# [TASK MATERIAL]

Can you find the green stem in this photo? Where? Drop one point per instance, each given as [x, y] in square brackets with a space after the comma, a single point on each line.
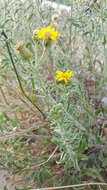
[18, 78]
[5, 99]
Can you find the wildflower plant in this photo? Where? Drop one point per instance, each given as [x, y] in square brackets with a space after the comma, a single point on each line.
[47, 89]
[47, 34]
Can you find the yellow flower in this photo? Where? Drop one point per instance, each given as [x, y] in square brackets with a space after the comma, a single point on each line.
[23, 51]
[47, 34]
[64, 76]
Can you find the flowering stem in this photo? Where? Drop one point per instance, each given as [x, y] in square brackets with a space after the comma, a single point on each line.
[5, 99]
[18, 77]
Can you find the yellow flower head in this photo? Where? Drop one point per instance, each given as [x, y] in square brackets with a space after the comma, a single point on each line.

# [SET TASK]
Make an exact copy of the records shown above, without the pictures.

# [SOLUTION TO THE EXERCISE]
Can you find the green stem in this photo? Where? Drop one point per instance, each given as [x, y] in square brackets with a space after the comma, a single point on each line.
[18, 78]
[5, 99]
Can you find the wildflower plant in this photo? Where? Drop one point per instance, each given as [x, y] in square brackets with a space after the comma, a single point on each line.
[47, 89]
[47, 34]
Can you find the yellow flower in this photo? Where? Drop one point per instance, each given as [x, y] in square brackets with a space after the comma, a single point on each line.
[23, 51]
[47, 34]
[64, 76]
Can you find the flowering stem in this photo? Where? Drop one point per instance, each given as [x, y] in square brackets with a space after the comma, a single point on each line.
[5, 99]
[18, 77]
Can you find the yellow flower head in this photo? Where? Drop one point per instance, each given as [x, y] in square brackets with a space after the comma, a single point on each line.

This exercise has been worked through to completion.